--- BEGIN ---

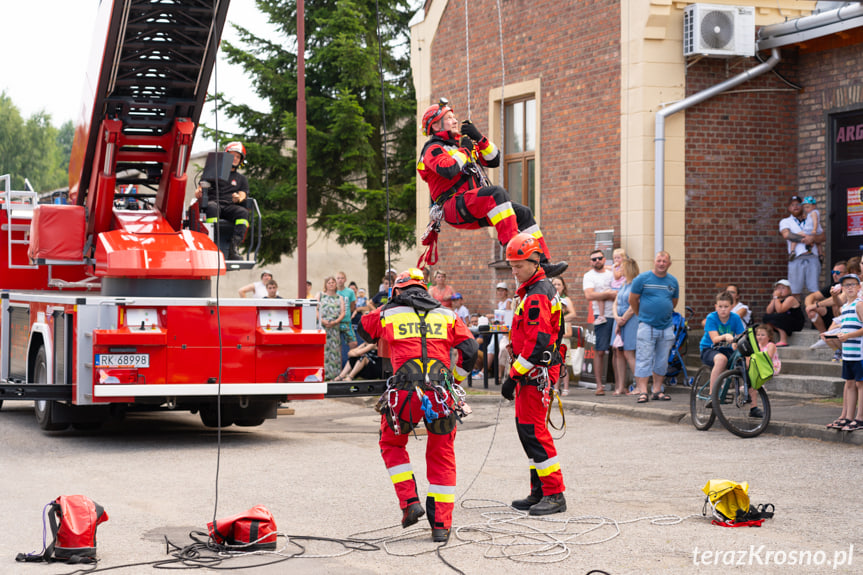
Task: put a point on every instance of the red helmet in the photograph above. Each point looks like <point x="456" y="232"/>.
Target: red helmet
<point x="413" y="276"/>
<point x="522" y="246"/>
<point x="236" y="147"/>
<point x="435" y="113"/>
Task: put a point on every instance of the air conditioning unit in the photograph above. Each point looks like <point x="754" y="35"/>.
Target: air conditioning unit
<point x="718" y="31"/>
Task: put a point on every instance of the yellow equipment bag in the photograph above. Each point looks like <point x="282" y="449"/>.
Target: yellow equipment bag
<point x="725" y="497"/>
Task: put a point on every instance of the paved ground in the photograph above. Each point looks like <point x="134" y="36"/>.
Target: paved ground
<point x="319" y="472"/>
<point x="795" y="415"/>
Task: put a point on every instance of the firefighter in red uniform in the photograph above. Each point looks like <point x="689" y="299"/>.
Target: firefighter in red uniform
<point x="458" y="186"/>
<point x="534" y="339"/>
<point x="229" y="203"/>
<point x="421" y="334"/>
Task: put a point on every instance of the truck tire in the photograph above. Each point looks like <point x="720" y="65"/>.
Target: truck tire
<point x="45" y="409"/>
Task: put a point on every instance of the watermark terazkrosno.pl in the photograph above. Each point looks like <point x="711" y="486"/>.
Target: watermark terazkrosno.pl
<point x="761" y="555"/>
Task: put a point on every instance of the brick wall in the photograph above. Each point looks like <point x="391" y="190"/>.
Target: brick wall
<point x="578" y="61"/>
<point x="741" y="152"/>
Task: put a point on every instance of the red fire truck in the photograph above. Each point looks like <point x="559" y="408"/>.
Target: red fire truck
<point x="105" y="309"/>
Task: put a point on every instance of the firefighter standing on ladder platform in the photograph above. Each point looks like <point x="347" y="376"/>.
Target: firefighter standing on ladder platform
<point x="421" y="334"/>
<point x="228" y="205"/>
<point x="534" y="340"/>
<point x="460" y="189"/>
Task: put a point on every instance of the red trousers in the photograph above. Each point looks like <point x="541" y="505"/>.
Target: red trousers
<point x="440" y="462"/>
<point x="491" y="206"/>
<point x="545" y="475"/>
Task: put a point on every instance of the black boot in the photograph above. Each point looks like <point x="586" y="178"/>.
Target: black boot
<point x="412" y="514"/>
<point x="440" y="535"/>
<point x="529" y="501"/>
<point x="549" y="504"/>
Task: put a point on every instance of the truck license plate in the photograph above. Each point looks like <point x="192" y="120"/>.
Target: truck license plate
<point x="121" y="360"/>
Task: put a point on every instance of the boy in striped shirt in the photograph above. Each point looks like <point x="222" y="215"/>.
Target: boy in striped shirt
<point x="851" y="337"/>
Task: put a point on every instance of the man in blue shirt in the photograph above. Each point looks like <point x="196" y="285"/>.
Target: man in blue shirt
<point x="720" y="327"/>
<point x="654" y="295"/>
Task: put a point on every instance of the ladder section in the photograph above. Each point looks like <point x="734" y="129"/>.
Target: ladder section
<point x="19" y="206"/>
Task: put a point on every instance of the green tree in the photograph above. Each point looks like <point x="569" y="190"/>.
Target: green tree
<point x="29" y="149"/>
<point x="345" y="146"/>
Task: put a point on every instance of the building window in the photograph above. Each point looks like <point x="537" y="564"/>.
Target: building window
<point x="520" y="151"/>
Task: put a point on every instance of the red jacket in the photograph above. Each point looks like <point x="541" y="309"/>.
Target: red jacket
<point x="442" y="164"/>
<point x="537" y="327"/>
<point x="398" y="324"/>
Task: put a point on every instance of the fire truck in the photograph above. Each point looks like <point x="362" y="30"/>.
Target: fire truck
<point x="104" y="309"/>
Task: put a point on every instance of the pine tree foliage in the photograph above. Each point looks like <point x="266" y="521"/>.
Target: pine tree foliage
<point x="345" y="146"/>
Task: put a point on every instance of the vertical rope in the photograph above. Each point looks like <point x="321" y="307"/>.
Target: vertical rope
<point x="467" y="54"/>
<point x="384" y="125"/>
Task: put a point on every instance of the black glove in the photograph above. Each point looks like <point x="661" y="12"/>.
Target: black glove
<point x="469" y="130"/>
<point x="508" y="389"/>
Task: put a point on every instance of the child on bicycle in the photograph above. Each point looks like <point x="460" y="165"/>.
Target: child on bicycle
<point x="851" y="338"/>
<point x="720" y="327"/>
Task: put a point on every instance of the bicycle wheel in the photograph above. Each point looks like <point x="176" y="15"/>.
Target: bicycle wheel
<point x="732" y="404"/>
<point x="702" y="417"/>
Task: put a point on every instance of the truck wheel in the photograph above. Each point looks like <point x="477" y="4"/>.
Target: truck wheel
<point x="45" y="409"/>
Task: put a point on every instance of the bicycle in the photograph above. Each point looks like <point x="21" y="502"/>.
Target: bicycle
<point x="730" y="400"/>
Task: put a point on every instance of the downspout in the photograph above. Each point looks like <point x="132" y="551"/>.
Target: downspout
<point x="659" y="138"/>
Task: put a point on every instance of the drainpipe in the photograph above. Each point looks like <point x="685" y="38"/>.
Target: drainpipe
<point x="659" y="139"/>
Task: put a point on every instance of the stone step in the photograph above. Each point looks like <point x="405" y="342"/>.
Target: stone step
<point x="807" y="367"/>
<point x="792" y="383"/>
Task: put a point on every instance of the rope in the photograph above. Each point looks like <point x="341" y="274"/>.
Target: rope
<point x="467" y="55"/>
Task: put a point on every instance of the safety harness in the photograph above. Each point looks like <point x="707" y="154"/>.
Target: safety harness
<point x="432" y="375"/>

--- END ---

# EXERCISE DETAILS
Reproduce each entry precisely. Leave the pictures out.

# SOLUTION FOR THIS TASK
Task: put a point on every instance of the red helmet in the photograph above. Each point looks like <point x="456" y="232"/>.
Target: red helmet
<point x="413" y="276"/>
<point x="522" y="246"/>
<point x="236" y="147"/>
<point x="435" y="113"/>
Task: put a point on every instance of the air conditioning unit in the photograph above. Each point looks like <point x="754" y="35"/>.
Target: air conditioning unit
<point x="718" y="31"/>
Task: put a point on every instance of the yellow equipment bag in the photograph above. Each point looks like <point x="282" y="449"/>.
Target: yellow equipment bag
<point x="725" y="497"/>
Task: put a point on every instance of the paved ground in the photograph above. Each point looks like <point x="134" y="36"/>.
Target: paved ground
<point x="319" y="472"/>
<point x="795" y="415"/>
Task: put a point on every instance of the firefighter in red uniform in the photograph above. Each point looks like <point x="689" y="299"/>.
Target: firefighter in red uniform
<point x="458" y="186"/>
<point x="534" y="339"/>
<point x="229" y="203"/>
<point x="421" y="334"/>
Task: put a point on every instance of the truck tire in the photograph above. Each point looks like <point x="720" y="65"/>.
Target: truck tire
<point x="45" y="409"/>
Task: put a point on every instance of the watermark terazkrosno.pl in the photograph above. Each point looks like <point x="711" y="486"/>.
Target: watermark terazkrosno.pl
<point x="761" y="555"/>
Task: put a point on every instance of the brick wall in the photograph above. Each point looks like <point x="391" y="190"/>.
Target: brick wall
<point x="578" y="61"/>
<point x="741" y="152"/>
Task: put a point on every instance of the red fire truck in the photograph above. Each point looks like <point x="559" y="408"/>.
Target: red fire truck
<point x="105" y="309"/>
Task: put a point on every instance of the firefighter standing on ladder platform in the photograph above. Each point looks like <point x="347" y="376"/>.
Target: firefighter standing on ladder platform
<point x="421" y="334"/>
<point x="228" y="205"/>
<point x="534" y="340"/>
<point x="460" y="189"/>
Task: put a point on every instance of the red trousers in the photograph above. Each point looks like <point x="541" y="505"/>.
Target: red trousers
<point x="440" y="462"/>
<point x="491" y="206"/>
<point x="545" y="475"/>
Task: put a point on every instance of the black boot in the photograph above. Each point looks like <point x="586" y="178"/>.
Target: black boot
<point x="412" y="514"/>
<point x="440" y="535"/>
<point x="529" y="501"/>
<point x="549" y="504"/>
Task: put a point on every instance of the truck license plate in the photograph above. Each point looks like <point x="192" y="120"/>.
Target: truck license plate
<point x="121" y="360"/>
Task: put a point on every instance of the boy in striped shirt in the photograph above. Each point looks like <point x="222" y="215"/>.
Target: boy in striped shirt
<point x="851" y="337"/>
Task: put a point on every instance of the man in blue shirt in the photograph above. Each point looks like <point x="196" y="285"/>.
Target: man in blue shirt
<point x="720" y="327"/>
<point x="654" y="295"/>
Task: put a point on every instance of the ladder section in the photograph above. Each point looks like <point x="734" y="129"/>.
Target: ladder section
<point x="19" y="206"/>
Task: put a point on every instance of the green tree in the photograph above. Each point looks like <point x="569" y="190"/>.
Target: green tree
<point x="29" y="149"/>
<point x="345" y="146"/>
Task: put a point on every instance of the building window in the photograph above. Each point looks like <point x="537" y="564"/>.
Target: building window
<point x="520" y="151"/>
Task: put a point on every instance of the red jacket in the photograph above. Each point looks like <point x="541" y="309"/>.
Target: red jacket
<point x="442" y="164"/>
<point x="537" y="327"/>
<point x="398" y="324"/>
Task: put a point on every instance of the fire truck in the photograph above. Each point looks like <point x="362" y="30"/>.
Target: fire truck
<point x="104" y="309"/>
Task: put a point on every instance of the pine tree foliage in the photograph above. Each point looks like <point x="266" y="521"/>.
Target: pine tree foliage
<point x="345" y="146"/>
Task: put a point on every instance of the vertical rope in the photograph above. Each point looks like <point x="321" y="307"/>.
Target: vertical rope
<point x="467" y="54"/>
<point x="384" y="125"/>
Task: put a point on every instance of the black glove in the photograph above. Each point looks like <point x="661" y="12"/>.
Target: black glove
<point x="469" y="130"/>
<point x="508" y="389"/>
Task: put a point on every instance of the child on bicycle in the photograph above. Each point looks like <point x="460" y="165"/>.
Target: child on bicycle
<point x="851" y="338"/>
<point x="720" y="327"/>
Task: put a point on every instance of the bicycle wheel in the photograph above. Each point looks like <point x="176" y="15"/>.
Target: bicycle wheel
<point x="732" y="404"/>
<point x="702" y="417"/>
Task: put a point on every instance of the truck wheel in the photograph above. Each point looks like <point x="477" y="4"/>.
Target: truck wheel
<point x="45" y="409"/>
Task: put a point on every instance of the bicycle in the photograph above. Each point looks like <point x="21" y="502"/>.
Target: bicycle
<point x="730" y="400"/>
Task: put a point on every instance of the downspout in the photograph above. Each point looks like <point x="132" y="551"/>.
Target: downspout
<point x="659" y="138"/>
Task: put a point on every instance of the drainpipe in the photograph above. Each point looks like <point x="685" y="38"/>.
Target: drainpipe
<point x="659" y="139"/>
Task: put a point on every instance of the stone step in the photograph above. Each point looks like <point x="405" y="342"/>.
Target: stone step
<point x="807" y="367"/>
<point x="792" y="383"/>
Task: put a point on every instance of the rope in the photograph above. Each point looks like <point x="341" y="274"/>.
Target: rope
<point x="467" y="55"/>
Task: put a point on every instance of the safety harness in the photograph above. Each point looks like <point x="707" y="154"/>.
Target: safety harness
<point x="432" y="375"/>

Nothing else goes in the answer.